▶ Brief
Write out, exactly and in full, the records given below, but not their pictures.

(Given data begins)

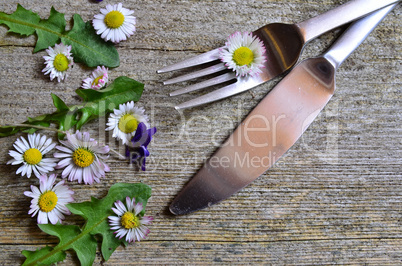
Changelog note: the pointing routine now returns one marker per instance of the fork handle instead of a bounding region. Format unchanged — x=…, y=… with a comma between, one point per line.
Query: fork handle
x=352, y=10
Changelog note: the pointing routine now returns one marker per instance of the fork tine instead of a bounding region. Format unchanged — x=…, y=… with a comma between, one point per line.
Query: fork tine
x=229, y=90
x=194, y=61
x=207, y=83
x=196, y=74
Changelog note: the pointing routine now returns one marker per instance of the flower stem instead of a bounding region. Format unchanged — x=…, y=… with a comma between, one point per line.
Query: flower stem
x=37, y=127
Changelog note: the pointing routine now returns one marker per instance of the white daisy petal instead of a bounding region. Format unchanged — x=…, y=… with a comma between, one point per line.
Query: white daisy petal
x=111, y=22
x=30, y=154
x=124, y=121
x=49, y=202
x=127, y=223
x=244, y=54
x=58, y=62
x=81, y=158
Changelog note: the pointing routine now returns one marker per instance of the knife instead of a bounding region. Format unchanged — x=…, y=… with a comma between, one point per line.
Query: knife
x=274, y=125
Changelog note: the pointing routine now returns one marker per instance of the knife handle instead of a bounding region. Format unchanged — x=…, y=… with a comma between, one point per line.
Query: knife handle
x=350, y=11
x=354, y=36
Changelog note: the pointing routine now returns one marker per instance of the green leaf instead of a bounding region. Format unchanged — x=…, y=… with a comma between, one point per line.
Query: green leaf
x=82, y=241
x=48, y=29
x=21, y=21
x=34, y=256
x=96, y=103
x=87, y=47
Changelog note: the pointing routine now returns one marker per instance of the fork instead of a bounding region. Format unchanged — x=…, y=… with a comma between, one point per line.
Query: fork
x=283, y=44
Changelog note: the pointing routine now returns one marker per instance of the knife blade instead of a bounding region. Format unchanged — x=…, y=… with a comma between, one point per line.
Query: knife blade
x=274, y=125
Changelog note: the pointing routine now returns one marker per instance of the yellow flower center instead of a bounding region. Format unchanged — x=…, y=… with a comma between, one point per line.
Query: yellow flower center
x=83, y=157
x=32, y=156
x=96, y=81
x=114, y=19
x=47, y=201
x=129, y=220
x=60, y=62
x=128, y=123
x=243, y=56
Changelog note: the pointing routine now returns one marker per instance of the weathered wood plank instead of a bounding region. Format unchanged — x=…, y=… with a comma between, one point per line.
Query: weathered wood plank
x=334, y=198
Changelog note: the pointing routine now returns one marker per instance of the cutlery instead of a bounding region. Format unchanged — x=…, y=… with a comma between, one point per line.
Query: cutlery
x=284, y=44
x=274, y=125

(Given data ends)

▶ Your response
Changelog note: the pointing routine now returns one marker per instance of the fork handle instead of a bounding region. Format unchanged — x=…, y=… with a comma between, one point per line.
Query: fork handle
x=352, y=10
Changelog note: the pointing routine now returns one marker per instance of the fork tine instead of a bounding region. Format unchanged — x=…, y=… with a comma between, one point per line.
Query: fork tine
x=229, y=90
x=194, y=61
x=207, y=83
x=196, y=74
Changelog note: the pointing routine now returns one marker per instance of the flower stem instead of a bounding region. Format unchanged — x=…, y=… with a comma between, one point per line.
Query: flower stem
x=37, y=127
Changelog note: the pointing routine now returns one marker per instance of the white daisy petal instead of a bounding region. Format unchanged — x=…, y=… with a comma between, one point per line.
Query: white daisy petal
x=111, y=22
x=30, y=154
x=124, y=121
x=49, y=202
x=127, y=223
x=244, y=54
x=58, y=62
x=81, y=158
Changelog note: the pointing routine now returns one marker per instance of the knife instead of a bounding region. Format unchanged — x=…, y=… with a comma between, one point per line.
Query: knife
x=274, y=125
Changelog note: the pointing routine now returns one marker per instance of the knife handle instead of a bounding region. Format unchanged — x=…, y=… with a comma between, one point per line.
Query: knife handle
x=350, y=11
x=354, y=36
Changelog note: the pointing routine now returns one marker per instance of the green leaf instead of a bounding region. Format unchanged — x=…, y=… with a comma between, one point per line.
Query: green leaf
x=82, y=241
x=48, y=29
x=21, y=21
x=34, y=256
x=96, y=103
x=87, y=47
Changelog note: the pointing routine now returns one marker per instance of the fork instead of a bounding region. Format unchanged — x=…, y=… with a comma between, one point per line.
Query: fork
x=283, y=44
Changelog note: the pointing routine now returns one marker per instance of the knife blade instead of a bounding region. Format unchanged — x=…, y=… with a comma between, one point per line.
Query: knife blade
x=274, y=125
Changelog note: the pointing routine now returns one marker per instance of the yellow flower center instead of a bounding region. Format unchanged — x=…, y=… with a comma between, one point per line.
Query: yellow flower center
x=83, y=157
x=32, y=156
x=96, y=81
x=114, y=19
x=47, y=201
x=129, y=220
x=60, y=62
x=128, y=123
x=243, y=56
Changelog note: the pointing routine now returns one marker per instance of the weathered wood plank instead of a bounding region. Format unchanged — x=…, y=… with a comma between, one point per line.
Query: weathered wood plank
x=334, y=198
Changelog note: the pointing routine now returns one marker per instance of the cutlery instead of a bounding region. Format unchanged — x=…, y=… with a comma between, one point per line.
Query: cutlery
x=284, y=44
x=274, y=125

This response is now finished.